_The task:_
Copy the data line for line, starting at the line that contains "# test: pointer drops one pin on the green" and continuing up to and including the final line of the data.

[BEGIN]

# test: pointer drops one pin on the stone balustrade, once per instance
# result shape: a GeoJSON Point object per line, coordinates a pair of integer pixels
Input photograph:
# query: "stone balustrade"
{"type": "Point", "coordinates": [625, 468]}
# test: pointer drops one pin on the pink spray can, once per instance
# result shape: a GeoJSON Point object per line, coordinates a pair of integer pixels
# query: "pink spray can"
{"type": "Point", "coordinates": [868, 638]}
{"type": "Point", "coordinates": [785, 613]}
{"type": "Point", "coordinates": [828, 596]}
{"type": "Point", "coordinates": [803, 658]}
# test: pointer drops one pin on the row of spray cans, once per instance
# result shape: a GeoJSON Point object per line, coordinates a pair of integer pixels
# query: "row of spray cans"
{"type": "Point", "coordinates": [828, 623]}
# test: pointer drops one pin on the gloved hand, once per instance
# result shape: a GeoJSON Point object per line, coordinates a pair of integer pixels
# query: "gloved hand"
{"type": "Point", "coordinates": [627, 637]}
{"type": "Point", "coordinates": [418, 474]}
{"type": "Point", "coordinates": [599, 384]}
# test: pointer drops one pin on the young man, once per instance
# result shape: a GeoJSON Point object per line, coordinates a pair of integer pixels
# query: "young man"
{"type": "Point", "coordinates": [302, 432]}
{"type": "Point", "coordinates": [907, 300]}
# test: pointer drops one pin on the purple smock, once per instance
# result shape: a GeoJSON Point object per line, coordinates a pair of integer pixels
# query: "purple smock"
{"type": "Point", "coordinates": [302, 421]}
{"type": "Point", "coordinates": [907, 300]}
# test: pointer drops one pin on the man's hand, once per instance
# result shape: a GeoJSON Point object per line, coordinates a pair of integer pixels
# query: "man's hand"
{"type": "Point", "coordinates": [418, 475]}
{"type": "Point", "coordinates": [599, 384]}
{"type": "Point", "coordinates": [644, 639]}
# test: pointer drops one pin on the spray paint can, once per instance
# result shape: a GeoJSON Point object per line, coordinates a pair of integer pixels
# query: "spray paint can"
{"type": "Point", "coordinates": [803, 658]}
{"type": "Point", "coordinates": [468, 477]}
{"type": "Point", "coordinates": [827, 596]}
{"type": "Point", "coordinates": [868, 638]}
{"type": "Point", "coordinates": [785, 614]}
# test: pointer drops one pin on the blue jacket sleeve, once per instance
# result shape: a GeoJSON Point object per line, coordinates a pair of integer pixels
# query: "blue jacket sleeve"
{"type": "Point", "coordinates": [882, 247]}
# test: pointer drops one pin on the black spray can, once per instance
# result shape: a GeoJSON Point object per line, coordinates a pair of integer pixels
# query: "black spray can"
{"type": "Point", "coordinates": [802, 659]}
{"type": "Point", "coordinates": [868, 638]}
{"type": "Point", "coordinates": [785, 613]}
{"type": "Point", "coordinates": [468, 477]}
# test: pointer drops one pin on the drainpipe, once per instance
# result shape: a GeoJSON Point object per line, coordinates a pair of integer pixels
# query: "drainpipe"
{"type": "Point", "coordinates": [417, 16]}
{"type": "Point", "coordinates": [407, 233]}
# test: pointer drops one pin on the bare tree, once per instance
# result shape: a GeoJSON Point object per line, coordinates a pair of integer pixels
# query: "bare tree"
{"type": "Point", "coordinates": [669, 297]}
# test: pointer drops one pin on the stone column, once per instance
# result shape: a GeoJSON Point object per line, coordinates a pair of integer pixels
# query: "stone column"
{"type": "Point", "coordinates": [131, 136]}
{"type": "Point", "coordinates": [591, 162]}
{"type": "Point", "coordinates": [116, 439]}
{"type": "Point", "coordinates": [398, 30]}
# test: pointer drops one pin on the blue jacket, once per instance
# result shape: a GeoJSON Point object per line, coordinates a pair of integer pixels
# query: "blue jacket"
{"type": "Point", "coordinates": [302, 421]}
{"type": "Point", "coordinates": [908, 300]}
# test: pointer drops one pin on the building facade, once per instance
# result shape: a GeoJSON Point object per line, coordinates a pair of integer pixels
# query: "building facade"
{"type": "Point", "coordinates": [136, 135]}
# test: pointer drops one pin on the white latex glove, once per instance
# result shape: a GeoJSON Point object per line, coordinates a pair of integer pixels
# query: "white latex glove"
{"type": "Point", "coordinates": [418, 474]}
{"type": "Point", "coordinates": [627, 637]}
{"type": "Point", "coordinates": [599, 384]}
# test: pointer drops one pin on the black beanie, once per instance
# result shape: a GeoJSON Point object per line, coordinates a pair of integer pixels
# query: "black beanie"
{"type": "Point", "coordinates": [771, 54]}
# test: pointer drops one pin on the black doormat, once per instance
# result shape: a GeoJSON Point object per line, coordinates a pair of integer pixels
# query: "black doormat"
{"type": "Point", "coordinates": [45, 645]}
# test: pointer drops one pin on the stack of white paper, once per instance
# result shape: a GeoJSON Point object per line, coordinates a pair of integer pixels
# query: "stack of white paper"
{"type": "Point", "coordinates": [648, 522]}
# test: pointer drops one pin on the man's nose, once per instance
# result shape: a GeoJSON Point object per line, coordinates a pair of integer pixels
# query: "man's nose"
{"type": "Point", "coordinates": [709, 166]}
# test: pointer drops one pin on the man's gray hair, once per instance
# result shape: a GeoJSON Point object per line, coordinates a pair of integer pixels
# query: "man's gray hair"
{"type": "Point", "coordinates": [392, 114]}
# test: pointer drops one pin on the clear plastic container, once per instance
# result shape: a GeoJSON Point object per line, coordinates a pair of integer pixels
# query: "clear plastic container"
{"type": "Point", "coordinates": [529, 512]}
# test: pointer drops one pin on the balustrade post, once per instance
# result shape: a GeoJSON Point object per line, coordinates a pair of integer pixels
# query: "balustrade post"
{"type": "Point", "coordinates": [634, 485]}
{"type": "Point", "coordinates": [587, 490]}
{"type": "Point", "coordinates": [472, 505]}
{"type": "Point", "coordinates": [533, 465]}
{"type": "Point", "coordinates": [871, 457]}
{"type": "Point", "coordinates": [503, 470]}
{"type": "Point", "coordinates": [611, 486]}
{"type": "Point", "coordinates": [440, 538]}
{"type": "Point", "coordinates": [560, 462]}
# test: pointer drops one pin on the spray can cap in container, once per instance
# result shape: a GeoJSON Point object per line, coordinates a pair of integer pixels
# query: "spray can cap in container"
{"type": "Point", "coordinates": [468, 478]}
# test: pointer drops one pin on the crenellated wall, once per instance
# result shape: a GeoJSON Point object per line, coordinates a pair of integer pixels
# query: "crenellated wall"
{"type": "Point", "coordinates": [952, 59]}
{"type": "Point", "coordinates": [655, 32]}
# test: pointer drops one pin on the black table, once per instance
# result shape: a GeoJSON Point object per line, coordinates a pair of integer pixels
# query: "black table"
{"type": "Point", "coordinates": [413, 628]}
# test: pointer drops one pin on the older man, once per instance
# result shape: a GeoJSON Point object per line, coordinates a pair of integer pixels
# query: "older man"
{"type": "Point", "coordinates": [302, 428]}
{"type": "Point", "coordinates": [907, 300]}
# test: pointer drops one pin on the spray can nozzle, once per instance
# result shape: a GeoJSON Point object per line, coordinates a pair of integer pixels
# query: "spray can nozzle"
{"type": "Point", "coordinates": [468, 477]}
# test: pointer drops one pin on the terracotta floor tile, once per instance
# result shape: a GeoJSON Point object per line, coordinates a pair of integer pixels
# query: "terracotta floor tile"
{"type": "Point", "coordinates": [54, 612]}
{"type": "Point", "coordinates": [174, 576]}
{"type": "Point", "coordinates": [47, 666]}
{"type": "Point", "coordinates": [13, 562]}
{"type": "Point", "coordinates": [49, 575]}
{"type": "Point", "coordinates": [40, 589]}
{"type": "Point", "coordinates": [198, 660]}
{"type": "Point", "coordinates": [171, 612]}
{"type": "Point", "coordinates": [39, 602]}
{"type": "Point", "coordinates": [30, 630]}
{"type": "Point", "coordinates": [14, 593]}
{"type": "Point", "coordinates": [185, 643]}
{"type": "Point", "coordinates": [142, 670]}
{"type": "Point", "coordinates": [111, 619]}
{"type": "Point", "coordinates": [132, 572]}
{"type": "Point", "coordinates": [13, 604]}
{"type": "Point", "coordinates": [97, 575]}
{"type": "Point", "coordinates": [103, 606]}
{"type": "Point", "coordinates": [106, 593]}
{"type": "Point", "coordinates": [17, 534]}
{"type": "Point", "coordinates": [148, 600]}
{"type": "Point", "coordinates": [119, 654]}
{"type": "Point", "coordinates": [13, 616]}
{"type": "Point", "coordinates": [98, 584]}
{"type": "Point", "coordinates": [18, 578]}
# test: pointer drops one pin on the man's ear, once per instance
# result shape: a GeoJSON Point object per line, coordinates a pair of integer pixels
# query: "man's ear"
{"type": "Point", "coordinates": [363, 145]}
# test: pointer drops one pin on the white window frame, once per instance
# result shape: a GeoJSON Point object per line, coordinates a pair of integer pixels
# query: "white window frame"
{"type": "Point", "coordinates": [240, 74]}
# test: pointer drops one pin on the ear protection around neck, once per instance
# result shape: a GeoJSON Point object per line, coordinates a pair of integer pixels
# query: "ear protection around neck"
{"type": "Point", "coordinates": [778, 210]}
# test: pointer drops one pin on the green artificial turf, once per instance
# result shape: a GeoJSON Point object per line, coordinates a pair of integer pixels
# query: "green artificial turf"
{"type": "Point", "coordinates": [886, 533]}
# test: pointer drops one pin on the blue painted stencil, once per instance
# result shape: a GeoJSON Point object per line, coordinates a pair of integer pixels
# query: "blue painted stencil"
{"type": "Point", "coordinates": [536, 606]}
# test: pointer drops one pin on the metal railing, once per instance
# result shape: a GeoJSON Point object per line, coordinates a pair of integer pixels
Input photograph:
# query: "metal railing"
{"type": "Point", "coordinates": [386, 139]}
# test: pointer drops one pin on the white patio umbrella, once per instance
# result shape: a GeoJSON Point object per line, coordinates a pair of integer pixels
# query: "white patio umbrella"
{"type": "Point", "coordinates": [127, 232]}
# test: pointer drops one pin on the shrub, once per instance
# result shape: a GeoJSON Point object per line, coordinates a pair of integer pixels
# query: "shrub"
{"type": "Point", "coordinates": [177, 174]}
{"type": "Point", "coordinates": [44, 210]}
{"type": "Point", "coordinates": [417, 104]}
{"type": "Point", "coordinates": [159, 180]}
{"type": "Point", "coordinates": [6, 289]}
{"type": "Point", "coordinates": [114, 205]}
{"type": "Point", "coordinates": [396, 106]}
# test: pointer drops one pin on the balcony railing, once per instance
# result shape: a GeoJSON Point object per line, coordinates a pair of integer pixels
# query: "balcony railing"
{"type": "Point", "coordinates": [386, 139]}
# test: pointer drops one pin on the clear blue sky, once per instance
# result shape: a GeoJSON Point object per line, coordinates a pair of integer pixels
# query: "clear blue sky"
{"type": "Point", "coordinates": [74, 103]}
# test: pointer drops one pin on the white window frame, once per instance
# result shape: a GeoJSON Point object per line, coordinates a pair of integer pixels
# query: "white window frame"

[END]

_The reply:_
# test: pointer drops one pin on the green artificial turf, once per instance
# result shape: a GeoJSON Point object per line, coordinates a pair of integer pixels
# query: "green artificial turf"
{"type": "Point", "coordinates": [886, 533]}
# test: pointer drops one pin on the blue painted stencil, once per instance
# result shape: a GeoJSON Point object per line, coordinates a pair of integer pixels
# query: "blue painted stencil"
{"type": "Point", "coordinates": [536, 606]}
# test: pointer drops one pin on the metal railing, once per instance
# result shape: a GeoJSON Point object per line, coordinates a pair of integer pixels
Input photograph:
# query: "metal railing"
{"type": "Point", "coordinates": [386, 139]}
# test: pointer drops one pin on the white patio umbrella, once per instance
# result shape: a GeoJSON Point object per line, coordinates a pair of integer pixels
# query: "white patio umbrella"
{"type": "Point", "coordinates": [127, 232]}
# test: pointer drops one pin on the shrub, once per instance
# result shape: a GeoJSON Point object per line, coordinates a pair of integer pixels
# query: "shrub"
{"type": "Point", "coordinates": [177, 174]}
{"type": "Point", "coordinates": [44, 210]}
{"type": "Point", "coordinates": [417, 104]}
{"type": "Point", "coordinates": [159, 180]}
{"type": "Point", "coordinates": [6, 289]}
{"type": "Point", "coordinates": [114, 205]}
{"type": "Point", "coordinates": [396, 106]}
# test: pointer drops one pin on the balcony railing, once per instance
# result shape: a GeoJSON Point object per line, coordinates a pair of integer pixels
# query: "balcony railing"
{"type": "Point", "coordinates": [386, 139]}
# test: pointer drops one pin on the clear blue sky, once per instance
# result shape: a GeoJSON Point object per line, coordinates a pair of integer pixels
# query: "clear blue sky"
{"type": "Point", "coordinates": [74, 103]}
# test: pointer drops one pin on the white window frame, once per instance
# result shape: a GeoJSON Point object per line, coordinates a pair of integer pixels
# query: "white window frame"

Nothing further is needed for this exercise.